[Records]
——

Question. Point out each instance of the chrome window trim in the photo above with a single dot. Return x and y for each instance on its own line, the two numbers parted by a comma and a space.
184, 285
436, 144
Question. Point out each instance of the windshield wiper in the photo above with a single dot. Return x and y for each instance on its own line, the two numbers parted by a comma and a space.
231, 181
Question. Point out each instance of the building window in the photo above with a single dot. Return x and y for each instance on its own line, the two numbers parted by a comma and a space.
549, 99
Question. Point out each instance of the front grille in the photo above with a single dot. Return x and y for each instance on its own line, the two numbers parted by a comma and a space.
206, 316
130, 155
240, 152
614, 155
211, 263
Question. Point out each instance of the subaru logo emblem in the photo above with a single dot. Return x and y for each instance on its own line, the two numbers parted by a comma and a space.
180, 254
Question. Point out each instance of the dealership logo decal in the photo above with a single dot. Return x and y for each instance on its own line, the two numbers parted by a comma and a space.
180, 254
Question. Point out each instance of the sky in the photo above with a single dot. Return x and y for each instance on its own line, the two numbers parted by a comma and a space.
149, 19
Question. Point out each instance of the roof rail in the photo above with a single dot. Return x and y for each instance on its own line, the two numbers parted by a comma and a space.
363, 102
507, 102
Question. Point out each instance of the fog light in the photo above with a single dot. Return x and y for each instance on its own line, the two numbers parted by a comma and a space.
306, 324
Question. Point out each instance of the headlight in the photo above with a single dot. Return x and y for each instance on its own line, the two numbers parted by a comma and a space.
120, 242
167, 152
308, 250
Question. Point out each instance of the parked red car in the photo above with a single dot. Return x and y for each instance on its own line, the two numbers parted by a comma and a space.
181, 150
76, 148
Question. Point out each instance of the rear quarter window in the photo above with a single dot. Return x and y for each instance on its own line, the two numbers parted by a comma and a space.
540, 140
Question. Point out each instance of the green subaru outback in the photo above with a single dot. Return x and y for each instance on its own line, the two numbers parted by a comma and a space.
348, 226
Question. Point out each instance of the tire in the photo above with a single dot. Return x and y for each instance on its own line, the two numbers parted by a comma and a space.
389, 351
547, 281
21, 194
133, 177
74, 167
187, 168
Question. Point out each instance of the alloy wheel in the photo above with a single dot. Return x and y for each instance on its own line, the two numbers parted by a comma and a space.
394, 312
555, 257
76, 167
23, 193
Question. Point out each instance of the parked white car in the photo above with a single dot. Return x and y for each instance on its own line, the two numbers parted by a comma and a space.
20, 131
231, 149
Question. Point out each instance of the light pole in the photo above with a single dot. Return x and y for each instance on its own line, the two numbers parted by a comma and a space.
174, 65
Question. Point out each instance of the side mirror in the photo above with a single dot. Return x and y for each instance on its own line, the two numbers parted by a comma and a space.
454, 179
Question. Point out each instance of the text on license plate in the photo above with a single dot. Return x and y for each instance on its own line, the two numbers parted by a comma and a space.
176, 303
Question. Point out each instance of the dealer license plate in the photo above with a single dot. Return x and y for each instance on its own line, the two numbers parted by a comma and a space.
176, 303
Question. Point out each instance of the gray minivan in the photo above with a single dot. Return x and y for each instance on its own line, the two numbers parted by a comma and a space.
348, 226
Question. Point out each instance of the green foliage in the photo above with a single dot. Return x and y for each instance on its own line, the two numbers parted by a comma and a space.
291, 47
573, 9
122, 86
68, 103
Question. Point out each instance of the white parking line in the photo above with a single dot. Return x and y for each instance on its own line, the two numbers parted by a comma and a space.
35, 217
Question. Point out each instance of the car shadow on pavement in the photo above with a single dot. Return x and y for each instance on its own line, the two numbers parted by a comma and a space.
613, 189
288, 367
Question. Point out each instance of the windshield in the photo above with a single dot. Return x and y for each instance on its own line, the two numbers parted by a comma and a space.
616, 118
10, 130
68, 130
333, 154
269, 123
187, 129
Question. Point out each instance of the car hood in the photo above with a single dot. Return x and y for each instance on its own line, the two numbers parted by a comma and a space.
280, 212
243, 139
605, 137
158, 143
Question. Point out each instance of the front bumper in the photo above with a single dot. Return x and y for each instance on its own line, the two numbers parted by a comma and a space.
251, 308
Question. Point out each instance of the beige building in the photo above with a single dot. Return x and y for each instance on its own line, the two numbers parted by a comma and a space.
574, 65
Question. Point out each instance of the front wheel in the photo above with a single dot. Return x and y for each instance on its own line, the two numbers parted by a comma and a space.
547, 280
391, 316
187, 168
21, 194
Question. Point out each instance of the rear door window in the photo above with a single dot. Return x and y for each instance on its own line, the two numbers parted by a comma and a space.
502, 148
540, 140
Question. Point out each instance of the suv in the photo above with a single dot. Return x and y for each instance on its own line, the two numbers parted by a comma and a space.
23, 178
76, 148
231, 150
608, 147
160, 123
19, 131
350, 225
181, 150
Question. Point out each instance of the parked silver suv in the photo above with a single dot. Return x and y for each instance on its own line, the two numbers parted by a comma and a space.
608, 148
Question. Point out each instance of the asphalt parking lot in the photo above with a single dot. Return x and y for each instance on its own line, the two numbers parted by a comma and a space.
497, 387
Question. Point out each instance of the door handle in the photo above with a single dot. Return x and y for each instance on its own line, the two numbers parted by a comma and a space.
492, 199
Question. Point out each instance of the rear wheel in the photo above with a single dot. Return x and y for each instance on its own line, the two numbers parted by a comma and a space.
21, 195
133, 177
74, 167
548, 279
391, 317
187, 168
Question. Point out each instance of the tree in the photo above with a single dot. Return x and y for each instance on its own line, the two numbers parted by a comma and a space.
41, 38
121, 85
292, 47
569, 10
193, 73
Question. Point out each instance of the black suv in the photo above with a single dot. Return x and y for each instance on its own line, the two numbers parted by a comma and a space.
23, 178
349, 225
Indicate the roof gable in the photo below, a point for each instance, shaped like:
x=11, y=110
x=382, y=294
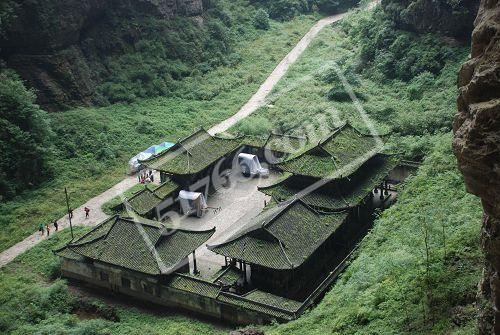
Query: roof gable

——

■ Instructions for the task
Render all of the data above as a JSON list of strings, one string per line, omitting blank lines. Leave the pictures out of your answer.

■ Exercise answer
[
  "Question. Point out each instance of the chrome window trim in the photo above with a single dot. Return x and y for each instance on its own line, the two numbers parted by a comma and a space.",
  "184, 285",
  "436, 144",
  "Question. Point out each instance of the windshield wiper in the photo above with a single dot. Return x and y for each instance on its own line, the two numbers parted by a comma and a space.",
  "231, 181",
  "Question. Point out each instance of the building window in the photo above with a single dot. Return x and y for each instance on its own line, the two numbers parted by a comma and a space.",
  "549, 99",
  "Question. Point out each instance of the front grille in the photo above with a single dot. Return x and y for each instance on its own line, the two numbers parted by a comma and a space.",
  "206, 316",
  "130, 155",
  "240, 152",
  "614, 155",
  "211, 263",
  "Question. Point out each instance of the subaru logo emblem in the photo above with a single dot. Return x and y for each instance on its own line, the two numbers parted by a comma and a space.",
  "180, 254",
  "Question. Point out each instance of the dealership logo decal in the photo above with a single dot. Return x and y for each instance on its own line, the two numbers parted by a comma and a space.",
  "180, 254",
  "Question. Point out each instance of the sky in the photo above with a single dot. Return x and y for each instance on its own line, the two numbers parted by a comma and a space.",
  "149, 19",
  "Question. Point out each instance of the roof rail in the photo above with a single dot. Return x and y for each instance on its own line, the two numbers parted by a comma and a space.",
  "363, 102",
  "507, 102",
  "Question. Point out each instance of the fog light in the photo above with a single dot. Return x and y for each instance on its own line, the two numbers parted by a comma and a space.",
  "306, 324",
  "Question. Point out each instance of the headlight in the photo above with a single dot. Return x and y for each instance on its own line, the two numbers parted by a comma and a space.",
  "120, 242",
  "167, 152",
  "308, 250",
  "Question. Point out each instance of the parked red car in the photo above with a single dot. Return x and y for each instance on its own line, the two numbers parted by a comma and a space.",
  "181, 150",
  "76, 148",
  "Question. Point out each instance of the rear quarter window in the photo above with a single dot. Return x and y for each instance on its own line, the two numbers parted by a comma and a space.",
  "540, 140",
  "Question. Point out each instance of the green subaru outback in the photo above with a single dot. Return x and y for each instance on its own line, the two numbers parted by a comma and a space.",
  "348, 226",
  "Question. Point out each instance of the tire in the photo above with a single dot. Return x and y for each instance on its own line, the two numbers parted by a comma and a space.",
  "389, 351",
  "547, 281",
  "21, 194",
  "133, 177",
  "74, 167",
  "187, 168",
  "Question. Point out each instance of the alloy wheel in the photo above with a single dot. Return x and y for each instance on its own line, the two numbers parted by a comma and a space.",
  "394, 312",
  "555, 257",
  "76, 167",
  "23, 193",
  "Question. Point out each instance of the parked white car in the photo above with a single dot. Return x and y for each instance on its own line, the two numbers parted by a comma and a space.",
  "20, 131",
  "231, 149",
  "Question. Point out each instance of the light pole in the photo above with a single dot. Return x and y for each instance on its own line, the two numbers parted by a comma and a space.",
  "174, 65",
  "Question. Point out each instance of the side mirror in the photo above with a single dot. Return x and y for each instance on its own line, the two numbers parted by a comma and a space.",
  "454, 179",
  "Question. Point out each instance of the text on license plate in the photo above with a single dot. Return x and y for each instance on its own line, the two numbers parted by a comma and a space.",
  "176, 303",
  "Question. Point out each instance of the dealer license plate in the photo above with a single dot. Return x and y for each instance on its own line, the two numbers parted by a comma and a space.",
  "176, 303",
  "Question. Point out each instance of the gray minivan in the photo above with a single dot. Return x and y for each instance on its own line, the two numbers parted by a comma and a space.",
  "348, 226",
  "Question. Point out each instance of the green foliage in the photo above with a single dot. Return x and y for each instance on its own line, the two numbers parted by a comma and a space.",
  "291, 47",
  "573, 9",
  "122, 86",
  "68, 103",
  "Question. Point out each instance of the white parking line in the photo above with a single dot. Return x and y for each instance on its own line, the two numbers parted by a comma and a space.",
  "35, 217",
  "Question. Point out each instance of the car shadow on pavement in the photo above with a single dot. Return x and y for each instance on its own line, the two numbers parted by a comma and a space.",
  "613, 189",
  "288, 367",
  "Question. Point out each instance of the windshield in the photo above with a single dot. Return x and y for each instance on its own line, the two numbers parted by a comma and a space.",
  "616, 118",
  "10, 130",
  "68, 130",
  "333, 154",
  "269, 123",
  "187, 129",
  "Question. Point out each instance of the car hood in the photo above with a single dot. Return x and y for each instance on its own line, the two numbers parted by a comma and a space.",
  "280, 212",
  "243, 139",
  "605, 137",
  "158, 143",
  "Question. Point out each instance of the front bumper in the photo above with a single dot. Return x and y for each instance on its own line, the two numbers parted by a comma and a space.",
  "251, 308",
  "Question. Point out each instance of the beige building in the photo above with a single dot. Return x and y for each instance on its own line, the two numbers parted by a comma and a space.",
  "574, 65",
  "Question. Point out each instance of the front wheel in the photo above with a single dot. Return x and y for each instance on its own line, the two numbers parted by a comma and a space.",
  "547, 280",
  "391, 316",
  "187, 168",
  "21, 194",
  "Question. Point out each instance of the rear door window in the photo above with a single dot. Return x and y for each instance on its own line, the two numbers parted by a comma and a space.",
  "502, 148",
  "540, 140",
  "Question. Point out each instance of the suv in the photo above with a single dot. Return x and y for each instance on its own line, the two numbers parted by a comma and a space.",
  "23, 178",
  "76, 148",
  "231, 150",
  "608, 147",
  "160, 123",
  "19, 131",
  "350, 225",
  "181, 150",
  "Question. Point out each instance of the parked silver suv in the photo above with a single dot. Return x and y for each instance on its own line, the two numbers parted by a comma and a space.",
  "608, 148",
  "Question. Point out each instance of the asphalt parking lot in the photo above with a single dot. Return x and y for each instance on its own line, the two numbers parted by a comma and a space.",
  "497, 387",
  "Question. Point out each instance of the door handle in the photo above with a single dot. Return x and y for each instance on its own line, the two numbers parted by a comma and a space.",
  "492, 199",
  "Question. Point out each instance of the rear wheel in the photo above with a single dot. Return x and y for each instance on its own line, the two numbers parted by a comma and a space.",
  "21, 195",
  "133, 177",
  "74, 167",
  "548, 279",
  "391, 317",
  "187, 168",
  "Question. Point out each instance of the tree in the photo above with a single dot. Return x and y for each instance on its own line, the two numbers parted by a comma and a space.",
  "41, 38",
  "121, 85",
  "292, 47",
  "569, 10",
  "193, 73",
  "Question. Point out each instance of the black suv in the photo above with a single dot. Return x and y for each instance on its own line, the two numbers parted by a comma and a space.",
  "23, 178",
  "349, 225",
  "Indicate the roof gable in the photo below, a point for each instance, shaped like:",
  "x=11, y=110",
  "x=382, y=294",
  "Query: roof gable"
]